Problem requirements
Edit the items below by replacing "Return the mask" with "Output the mask" wherever it occurs, leaving everything else unchanged, and write out all the lines again.

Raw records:

-=-=-

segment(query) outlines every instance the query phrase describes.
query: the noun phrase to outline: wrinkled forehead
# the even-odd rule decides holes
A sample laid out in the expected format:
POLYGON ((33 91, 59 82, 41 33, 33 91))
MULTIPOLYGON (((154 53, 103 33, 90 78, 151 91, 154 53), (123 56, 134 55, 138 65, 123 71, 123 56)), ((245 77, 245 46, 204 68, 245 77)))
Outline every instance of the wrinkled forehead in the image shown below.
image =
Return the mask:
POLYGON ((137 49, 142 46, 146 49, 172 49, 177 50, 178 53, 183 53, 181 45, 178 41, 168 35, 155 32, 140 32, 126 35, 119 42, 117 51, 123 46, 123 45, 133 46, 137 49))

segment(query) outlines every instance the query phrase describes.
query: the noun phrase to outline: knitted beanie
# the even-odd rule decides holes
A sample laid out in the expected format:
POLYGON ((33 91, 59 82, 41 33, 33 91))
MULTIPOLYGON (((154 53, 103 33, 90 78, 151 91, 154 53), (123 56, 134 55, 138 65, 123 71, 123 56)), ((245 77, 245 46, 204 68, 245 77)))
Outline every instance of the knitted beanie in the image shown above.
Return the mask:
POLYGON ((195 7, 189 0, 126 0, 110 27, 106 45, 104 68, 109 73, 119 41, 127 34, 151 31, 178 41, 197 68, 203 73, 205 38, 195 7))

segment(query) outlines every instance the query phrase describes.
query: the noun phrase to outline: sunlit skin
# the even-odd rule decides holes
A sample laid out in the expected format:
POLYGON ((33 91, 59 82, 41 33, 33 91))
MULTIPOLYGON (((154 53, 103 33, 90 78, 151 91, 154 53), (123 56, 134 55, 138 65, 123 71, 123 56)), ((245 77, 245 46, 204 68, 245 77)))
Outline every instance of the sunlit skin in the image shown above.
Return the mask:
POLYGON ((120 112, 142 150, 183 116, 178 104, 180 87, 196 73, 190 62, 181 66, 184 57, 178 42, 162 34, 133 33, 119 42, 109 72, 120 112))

-=-=-

Output for this exercise
segment(query) outlines every instance the query phrase describes.
query: the noun phrase to outline: wrinkled forehead
# the even-odd rule decides holes
A sample laid out in the expected format:
POLYGON ((33 91, 59 82, 41 33, 33 91))
MULTIPOLYGON (((154 53, 103 33, 90 78, 151 91, 154 53), (123 56, 134 55, 138 65, 123 71, 123 56)), ((245 77, 245 46, 204 68, 245 77)))
Outline every instance of the wrinkled forehead in the image shown below.
image =
Output the mask:
POLYGON ((137 49, 142 46, 146 49, 172 49, 177 50, 178 53, 183 53, 181 45, 178 41, 168 35, 155 32, 140 32, 126 35, 119 42, 117 51, 123 46, 123 45, 133 46, 137 49))

segment(query) outlines every instance the query phrase describes.
query: the noun phrase to outline: knitted beanie
# the even-odd rule decides holes
A sample laid out in the expected format:
POLYGON ((33 91, 59 82, 41 33, 33 91))
MULTIPOLYGON (((154 53, 103 33, 90 78, 151 91, 154 53), (123 56, 134 55, 138 65, 123 71, 123 56)), ((245 77, 245 46, 204 68, 245 77)))
Outline every instance of the knitted beanie in the image shown above.
Output the mask:
POLYGON ((195 7, 189 0, 126 0, 110 27, 106 45, 104 68, 109 73, 119 41, 127 34, 151 31, 178 41, 197 68, 203 73, 205 38, 195 7))

segment(query) outlines every instance the query phrase describes.
query: the noun phrase to outline: sunlit skin
# the even-odd rule decides holes
A sample laid out in the expected format:
POLYGON ((33 91, 59 82, 41 33, 33 91))
MULTIPOLYGON (((154 53, 103 33, 90 78, 151 91, 154 53), (123 56, 134 55, 138 65, 123 71, 123 56)), ((245 77, 245 46, 204 68, 245 77)))
Outline every instance of the sunlit skin in the image shown above.
Output the mask:
POLYGON ((120 112, 142 150, 183 116, 178 104, 180 87, 196 73, 190 62, 181 66, 184 57, 178 42, 162 34, 133 33, 119 42, 109 72, 120 112))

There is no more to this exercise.